[Page extract]
Isolating intrinsic noise sources in a stochastic genetic switch

TL;DR

This paper analyzes a stochastic gene circuit model to identify how different intrinsic noise sources influence state transitions, using perturbation methods to compare effects of protein and promotor state fluctuations.

Contribution

It introduces a perturbation-based approach to isolate and compare the effects of specific intrinsic noise sources in a stochastic genetic switch model.

Findings

Protein noise significantly alters the stability landscape.

Fluctuations in promotor states dominate small-time dynamics.

Protein noise impacts transition times and system stability.

Abstract

The stochastic mutual repressor model is analysed using perturbation methods. This simple model of a gene circuit consists of two genes and three promotor states. Either of the two protein products can dimerize, forming a repressor molecule that binds to the promotor of the other gene. When the repressor is bound to a promotor, the corresponding gene is not transcribed and no protein is produced. Either one of the promotors can be repressed at any given time or both can be unrepressed, leaving three possible promotor states. This model is analysed in its bistable regime in which the deterministic limit exhibits two stable fixed points and an unstable saddle, and the case of small noise is considered. On small time scales, the stochastic process fluctuates near one of the stable fixed points, and on large time scales, a metastable transition can occur, where fluctuations drive the system past the unstable saddle to the other stable fixed point. To explore how different intrinsic noise sources affect these transitions, fluctuations in protein production and degradation are eliminated, leaving fluctuations in the promotor state as the only source of noise in the system. Perturbation methods are then used to compute the stability landscape and the distribution of transition times, or first exit time density. To understand how protein noise affects the system, small magnitude fluctuations are added back into the process, and the stability landscape is compared to that of the process without protein noise. It is found that significant differences in the random process emerge in the presence of protein noise.
[/Page extract]
[Data extract]
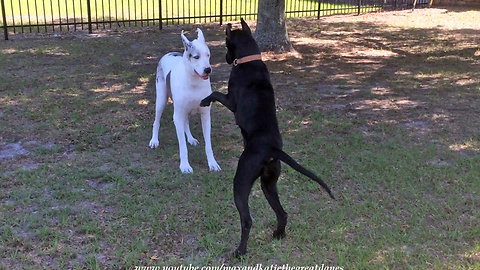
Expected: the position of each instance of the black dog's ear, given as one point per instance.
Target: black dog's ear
(245, 26)
(228, 30)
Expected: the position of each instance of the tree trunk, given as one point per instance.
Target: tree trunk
(271, 33)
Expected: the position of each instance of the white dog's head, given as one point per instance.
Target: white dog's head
(197, 55)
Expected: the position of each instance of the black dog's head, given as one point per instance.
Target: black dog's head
(240, 43)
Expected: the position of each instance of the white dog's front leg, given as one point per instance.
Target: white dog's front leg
(179, 120)
(206, 127)
(160, 101)
(190, 138)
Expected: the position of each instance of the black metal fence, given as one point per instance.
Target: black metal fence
(46, 16)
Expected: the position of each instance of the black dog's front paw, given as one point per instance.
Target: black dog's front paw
(205, 102)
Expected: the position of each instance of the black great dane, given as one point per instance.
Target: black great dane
(250, 97)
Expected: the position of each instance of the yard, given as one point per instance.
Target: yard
(384, 107)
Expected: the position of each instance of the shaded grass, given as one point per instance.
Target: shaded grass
(389, 122)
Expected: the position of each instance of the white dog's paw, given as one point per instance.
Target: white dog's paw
(186, 168)
(193, 141)
(153, 143)
(214, 166)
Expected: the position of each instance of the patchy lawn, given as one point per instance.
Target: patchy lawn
(383, 106)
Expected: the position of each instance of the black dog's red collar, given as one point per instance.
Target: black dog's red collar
(247, 59)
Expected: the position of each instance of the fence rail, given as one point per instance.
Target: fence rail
(45, 16)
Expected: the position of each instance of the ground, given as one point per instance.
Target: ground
(384, 107)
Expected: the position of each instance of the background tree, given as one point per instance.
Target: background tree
(271, 33)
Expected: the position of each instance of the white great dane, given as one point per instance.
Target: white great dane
(185, 79)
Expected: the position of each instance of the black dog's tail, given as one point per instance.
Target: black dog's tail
(279, 154)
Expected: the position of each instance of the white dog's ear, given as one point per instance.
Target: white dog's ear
(200, 36)
(187, 43)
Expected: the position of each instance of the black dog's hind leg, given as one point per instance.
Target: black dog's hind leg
(269, 179)
(217, 96)
(248, 170)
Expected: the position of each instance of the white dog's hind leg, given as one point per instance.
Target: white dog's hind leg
(179, 119)
(190, 138)
(207, 127)
(160, 101)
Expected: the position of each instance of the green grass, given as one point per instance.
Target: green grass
(401, 153)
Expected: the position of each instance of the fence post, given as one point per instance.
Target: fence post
(160, 17)
(89, 12)
(5, 26)
(319, 9)
(221, 12)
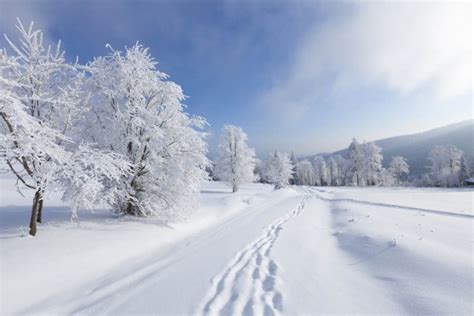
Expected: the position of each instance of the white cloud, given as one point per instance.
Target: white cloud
(402, 47)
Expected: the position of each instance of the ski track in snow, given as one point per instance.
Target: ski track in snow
(408, 208)
(249, 284)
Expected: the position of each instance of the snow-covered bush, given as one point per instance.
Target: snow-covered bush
(321, 173)
(446, 165)
(278, 169)
(304, 173)
(398, 167)
(137, 113)
(236, 161)
(41, 100)
(365, 164)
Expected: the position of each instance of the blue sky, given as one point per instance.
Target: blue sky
(295, 75)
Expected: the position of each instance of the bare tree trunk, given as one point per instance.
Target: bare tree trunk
(34, 212)
(40, 210)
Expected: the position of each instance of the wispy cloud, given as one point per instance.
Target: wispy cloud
(401, 47)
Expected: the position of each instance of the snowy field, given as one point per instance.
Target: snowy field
(302, 250)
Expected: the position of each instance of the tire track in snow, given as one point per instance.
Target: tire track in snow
(408, 208)
(249, 284)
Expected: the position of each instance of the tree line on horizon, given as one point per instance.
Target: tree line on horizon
(114, 132)
(237, 163)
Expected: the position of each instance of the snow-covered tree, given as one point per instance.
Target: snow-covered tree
(356, 164)
(294, 162)
(137, 113)
(465, 172)
(398, 167)
(446, 162)
(386, 178)
(343, 168)
(372, 162)
(278, 169)
(38, 97)
(320, 171)
(41, 98)
(236, 161)
(305, 174)
(333, 171)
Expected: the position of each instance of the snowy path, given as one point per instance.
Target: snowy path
(289, 252)
(318, 194)
(249, 285)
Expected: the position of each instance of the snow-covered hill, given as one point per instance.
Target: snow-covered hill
(302, 250)
(416, 147)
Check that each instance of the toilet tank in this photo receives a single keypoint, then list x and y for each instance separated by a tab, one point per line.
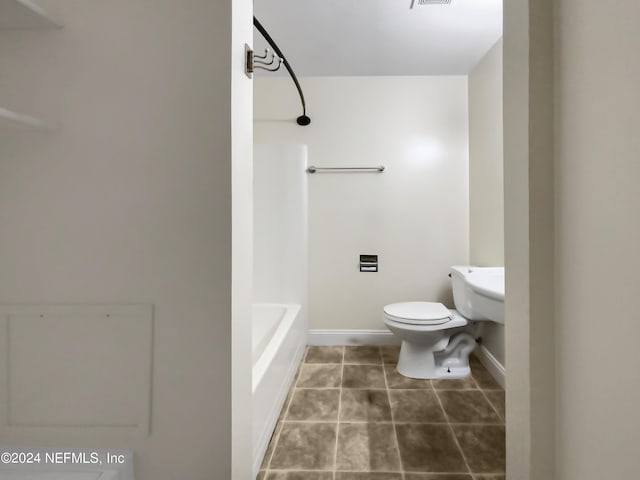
461	290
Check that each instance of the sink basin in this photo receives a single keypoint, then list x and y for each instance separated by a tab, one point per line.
486	286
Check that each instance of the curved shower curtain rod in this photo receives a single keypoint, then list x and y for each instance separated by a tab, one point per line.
302	119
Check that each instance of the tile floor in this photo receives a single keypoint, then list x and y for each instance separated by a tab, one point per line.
351	416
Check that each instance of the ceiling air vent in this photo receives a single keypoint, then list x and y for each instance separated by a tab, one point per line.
429	2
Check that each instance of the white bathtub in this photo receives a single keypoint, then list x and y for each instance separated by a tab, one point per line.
279	339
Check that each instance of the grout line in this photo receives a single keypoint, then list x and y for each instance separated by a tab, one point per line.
449	424
335	453
495	409
393	424
386	422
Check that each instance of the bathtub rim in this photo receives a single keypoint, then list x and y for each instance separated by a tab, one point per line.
292	311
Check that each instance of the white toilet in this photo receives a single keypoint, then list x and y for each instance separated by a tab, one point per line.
436	341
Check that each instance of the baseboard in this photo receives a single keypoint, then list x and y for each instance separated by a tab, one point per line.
352	337
490	362
260	449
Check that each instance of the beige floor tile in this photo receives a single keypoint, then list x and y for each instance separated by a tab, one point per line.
496	397
363	376
305	446
436	476
483	378
467	406
314	405
390	354
271	447
395	380
319	376
455	384
363	355
367	476
367	447
299	476
429	448
417	406
365	406
483	447
317	354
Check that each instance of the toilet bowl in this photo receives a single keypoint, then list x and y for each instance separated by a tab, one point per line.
437	341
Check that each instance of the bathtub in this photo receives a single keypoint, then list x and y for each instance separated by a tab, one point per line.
278	343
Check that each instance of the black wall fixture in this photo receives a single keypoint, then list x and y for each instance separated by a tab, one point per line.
302	119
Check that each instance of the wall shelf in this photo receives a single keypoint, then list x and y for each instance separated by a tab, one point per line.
25	14
10	119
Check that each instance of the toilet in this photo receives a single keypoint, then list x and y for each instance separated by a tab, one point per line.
437	341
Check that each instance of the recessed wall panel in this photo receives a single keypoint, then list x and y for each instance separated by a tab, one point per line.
81	366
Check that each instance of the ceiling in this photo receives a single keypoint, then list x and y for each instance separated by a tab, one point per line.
380	37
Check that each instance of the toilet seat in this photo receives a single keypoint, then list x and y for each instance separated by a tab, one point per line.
418	313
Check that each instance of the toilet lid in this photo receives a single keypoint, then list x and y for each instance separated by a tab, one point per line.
422	313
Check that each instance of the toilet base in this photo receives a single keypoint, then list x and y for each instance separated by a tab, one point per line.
421	361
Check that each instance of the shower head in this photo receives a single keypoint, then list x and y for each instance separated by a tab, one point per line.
430	2
303	120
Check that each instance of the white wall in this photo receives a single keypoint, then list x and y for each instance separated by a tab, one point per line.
414	216
486	192
280	225
130	201
597	237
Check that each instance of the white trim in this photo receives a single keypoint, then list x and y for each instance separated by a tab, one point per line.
352	337
495	368
260	449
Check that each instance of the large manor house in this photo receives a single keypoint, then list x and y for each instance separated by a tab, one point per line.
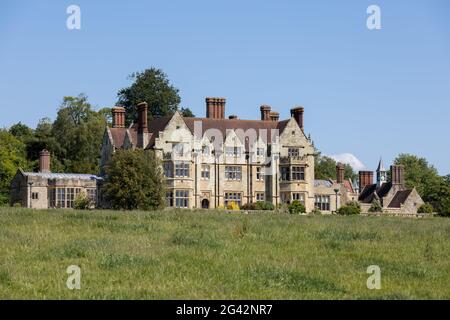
212	161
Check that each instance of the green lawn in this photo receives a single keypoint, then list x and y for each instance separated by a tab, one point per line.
215	255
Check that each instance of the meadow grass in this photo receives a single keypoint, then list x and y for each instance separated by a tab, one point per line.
217	255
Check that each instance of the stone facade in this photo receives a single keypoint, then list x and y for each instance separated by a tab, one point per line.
209	162
43	189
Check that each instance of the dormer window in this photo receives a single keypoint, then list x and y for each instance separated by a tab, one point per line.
293	152
233	151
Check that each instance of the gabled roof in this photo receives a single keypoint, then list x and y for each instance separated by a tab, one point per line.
381	166
400	198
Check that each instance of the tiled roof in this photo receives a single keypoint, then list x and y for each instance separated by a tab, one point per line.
323	183
399	198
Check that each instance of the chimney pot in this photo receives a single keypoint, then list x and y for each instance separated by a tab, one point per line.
265	112
340	173
118	114
297	114
215	108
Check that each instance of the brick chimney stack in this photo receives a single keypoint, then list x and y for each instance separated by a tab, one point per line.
44	161
265	112
398	175
297	114
215	108
118	114
274	116
340	172
365	179
142	109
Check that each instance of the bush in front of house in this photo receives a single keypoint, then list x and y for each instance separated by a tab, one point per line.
82	202
233	206
296	207
351	208
376	206
260	205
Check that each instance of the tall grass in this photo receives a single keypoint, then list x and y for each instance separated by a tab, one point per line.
214	255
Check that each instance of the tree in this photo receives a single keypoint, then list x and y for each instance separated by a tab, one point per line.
325	168
433	188
12	157
351	208
296	207
21	131
43	139
153	87
79	130
134	180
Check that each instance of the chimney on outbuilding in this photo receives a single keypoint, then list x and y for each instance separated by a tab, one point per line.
44	161
215	108
274	116
142	109
340	172
118	114
297	114
265	112
398	175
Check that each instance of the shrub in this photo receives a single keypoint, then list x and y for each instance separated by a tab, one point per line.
425	208
82	202
260	205
376	206
351	208
134	180
233	206
296	207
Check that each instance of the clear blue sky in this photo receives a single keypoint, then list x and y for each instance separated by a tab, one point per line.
369	93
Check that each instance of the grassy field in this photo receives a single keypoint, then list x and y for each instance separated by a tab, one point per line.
213	255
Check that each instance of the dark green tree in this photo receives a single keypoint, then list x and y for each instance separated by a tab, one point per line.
21	131
43	139
153	87
79	130
134	181
433	188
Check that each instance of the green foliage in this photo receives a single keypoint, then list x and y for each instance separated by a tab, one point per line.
12	157
376	206
296	207
433	188
134	180
425	208
79	131
21	131
351	208
153	87
82	202
233	206
260	205
325	168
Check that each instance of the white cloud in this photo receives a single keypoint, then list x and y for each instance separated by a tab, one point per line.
350	159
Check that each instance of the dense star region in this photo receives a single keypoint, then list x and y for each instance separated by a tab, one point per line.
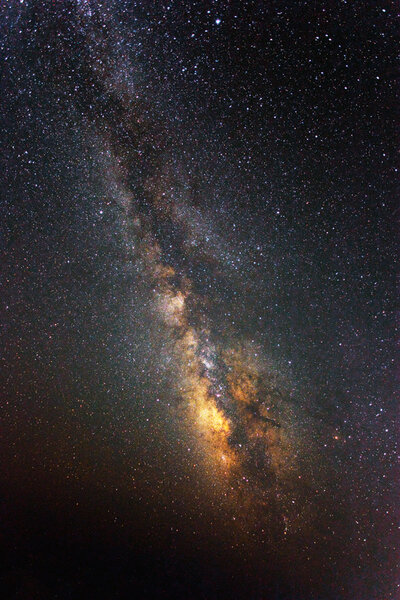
199	243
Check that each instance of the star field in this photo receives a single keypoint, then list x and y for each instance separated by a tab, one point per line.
199	241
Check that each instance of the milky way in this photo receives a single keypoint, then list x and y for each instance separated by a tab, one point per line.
198	307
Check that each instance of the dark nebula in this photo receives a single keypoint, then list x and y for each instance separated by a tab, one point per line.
198	293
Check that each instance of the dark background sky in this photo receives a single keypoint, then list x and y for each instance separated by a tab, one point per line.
275	123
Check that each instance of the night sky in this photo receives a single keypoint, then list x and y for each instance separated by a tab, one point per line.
199	238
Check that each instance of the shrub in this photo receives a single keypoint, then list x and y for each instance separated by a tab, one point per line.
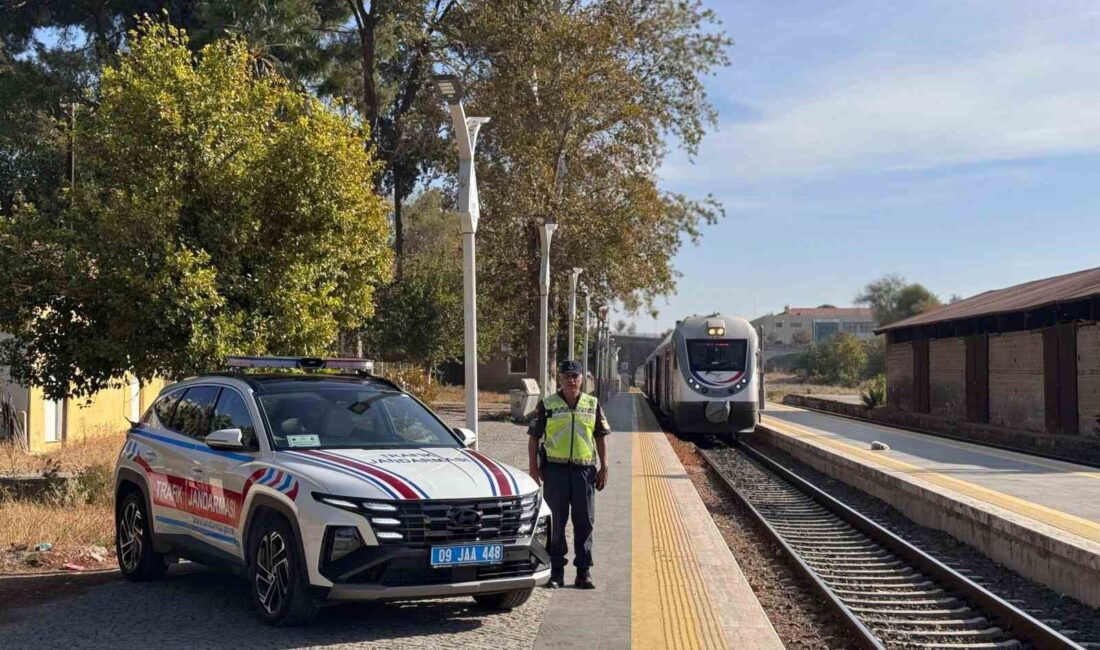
413	378
873	394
[/Data extract]
## Directions
1. In the paper summary, substitute "short-term dynamics" for "small-time dynamics" and reproduce the passage starting at "Protein noise significantly" and ending at "and system stability.".
2. List each finding stated in the Findings section of the paper summary.
3. According to the paper summary, how many genes and how many promotor states make up the mutual repressor model?

## Solution list
1.
Protein noise significantly alters the stability landscape.

Fluctuations in promotor states dominate short-term dynamics.

Protein noise impacts transition times and system stability.

2.
- Protein noise significantly alters the stability landscape.
- Fluctuations in promotor states dominate small-time dynamics.
- Protein noise impacts transition times and system stability.

3. Two genes and three promotor states.